# Problem details
Drop the pictures from the entries below, then reproduce the rest exactly.

Stored records
+--

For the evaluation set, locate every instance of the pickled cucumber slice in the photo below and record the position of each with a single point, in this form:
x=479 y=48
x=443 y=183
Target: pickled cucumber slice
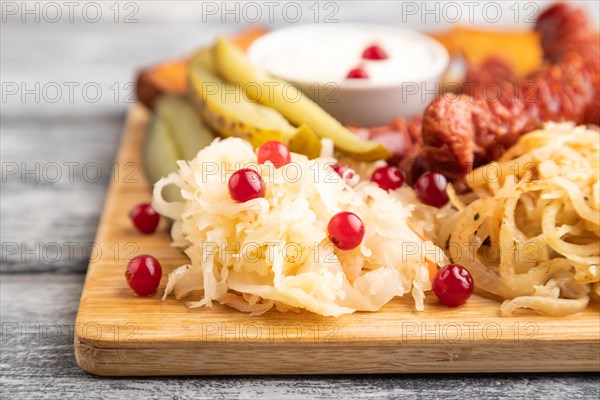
x=189 y=132
x=233 y=65
x=227 y=110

+--

# Exercise answer
For the evaluation set, locate every instance of the pickled cucumber slice in the photo below and record the position of each with a single point, in this form:
x=479 y=48
x=443 y=183
Target: pickled cucumber slice
x=189 y=132
x=233 y=65
x=227 y=110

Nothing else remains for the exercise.